Repeat only the lines below from the one containing "Target: fluffy cumulus cloud" through the one containing "pixel 491 173", inclusive, exactly as written.

Dataset excerpts:
------------------------------------------------

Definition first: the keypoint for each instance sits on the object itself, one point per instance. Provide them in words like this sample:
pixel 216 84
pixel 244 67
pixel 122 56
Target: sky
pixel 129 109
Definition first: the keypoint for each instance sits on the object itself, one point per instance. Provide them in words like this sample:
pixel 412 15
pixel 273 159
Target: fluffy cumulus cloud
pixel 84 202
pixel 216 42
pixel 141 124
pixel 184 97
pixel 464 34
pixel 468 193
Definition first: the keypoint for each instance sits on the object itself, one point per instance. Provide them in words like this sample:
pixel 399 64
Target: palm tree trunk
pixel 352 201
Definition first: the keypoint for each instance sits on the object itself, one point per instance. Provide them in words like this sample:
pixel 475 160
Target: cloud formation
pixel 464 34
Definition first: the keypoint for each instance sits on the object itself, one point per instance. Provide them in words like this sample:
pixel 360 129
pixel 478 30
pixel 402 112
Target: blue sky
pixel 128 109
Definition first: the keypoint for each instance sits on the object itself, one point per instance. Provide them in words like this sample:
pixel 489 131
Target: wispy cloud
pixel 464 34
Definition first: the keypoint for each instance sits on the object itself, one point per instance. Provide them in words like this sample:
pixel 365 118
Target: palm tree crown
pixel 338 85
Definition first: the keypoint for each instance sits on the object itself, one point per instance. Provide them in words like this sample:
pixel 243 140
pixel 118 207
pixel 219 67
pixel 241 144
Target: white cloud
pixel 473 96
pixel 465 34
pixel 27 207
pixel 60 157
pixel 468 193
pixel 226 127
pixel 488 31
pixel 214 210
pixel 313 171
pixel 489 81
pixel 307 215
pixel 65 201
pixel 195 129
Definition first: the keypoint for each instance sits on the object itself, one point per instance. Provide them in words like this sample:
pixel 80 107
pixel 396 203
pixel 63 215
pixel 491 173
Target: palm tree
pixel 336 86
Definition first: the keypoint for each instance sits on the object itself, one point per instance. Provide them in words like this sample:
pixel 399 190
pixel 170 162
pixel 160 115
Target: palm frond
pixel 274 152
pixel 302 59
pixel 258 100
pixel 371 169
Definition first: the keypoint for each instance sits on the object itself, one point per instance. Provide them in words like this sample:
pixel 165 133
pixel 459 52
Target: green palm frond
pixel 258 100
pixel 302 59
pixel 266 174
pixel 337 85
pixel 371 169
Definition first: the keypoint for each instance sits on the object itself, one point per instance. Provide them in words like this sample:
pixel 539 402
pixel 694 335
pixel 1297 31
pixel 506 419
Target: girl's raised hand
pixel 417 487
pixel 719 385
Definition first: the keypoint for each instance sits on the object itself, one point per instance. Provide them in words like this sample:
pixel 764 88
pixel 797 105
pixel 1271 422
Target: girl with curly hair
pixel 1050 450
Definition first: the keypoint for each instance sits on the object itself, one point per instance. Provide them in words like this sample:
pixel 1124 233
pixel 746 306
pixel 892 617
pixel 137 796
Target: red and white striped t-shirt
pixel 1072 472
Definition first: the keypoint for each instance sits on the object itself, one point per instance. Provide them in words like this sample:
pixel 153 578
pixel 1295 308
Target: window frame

------------------------------------------------

Task response →
Target: fluffy cumulus cloud
pixel 84 202
pixel 216 42
pixel 141 124
pixel 184 97
pixel 464 34
pixel 468 193
Definition first: the keypoint for each instance sits on the object itself, one point per instance. Provide them in words like this sample:
pixel 399 64
Target: palm tree trunk
pixel 352 201
Definition first: the keypoint for each instance sits on the object itself, one point per instance. Provide them in words like this sample:
pixel 475 160
Target: cloud formation
pixel 464 34
Definition first: the keypoint for each instance sits on the object itself, one point per instance. Provide them in words like this sample:
pixel 360 129
pixel 478 30
pixel 402 112
Target: blue sky
pixel 128 109
Definition first: the keypoint for each instance sits on the object itself, one point per instance. Provide them in words like this sample:
pixel 489 131
Target: wispy cloud
pixel 464 34
Definition first: the keypoint for each instance sits on the object itself, one point per instance. Provide them in words like this sample:
pixel 365 118
Target: palm tree crown
pixel 338 85
Definition first: the keypoint for each instance sits on the object itself, one point per instance. Provide them in words like this sample:
pixel 243 140
pixel 118 207
pixel 219 67
pixel 241 144
Target: white cloud
pixel 473 96
pixel 465 34
pixel 27 207
pixel 60 157
pixel 468 193
pixel 226 127
pixel 488 31
pixel 214 210
pixel 313 171
pixel 489 81
pixel 307 215
pixel 65 201
pixel 195 129
Definition first: the keypoint for each instance sits on the object itself, one point per instance. Provide them in words like this sample:
pixel 80 107
pixel 396 203
pixel 63 215
pixel 491 173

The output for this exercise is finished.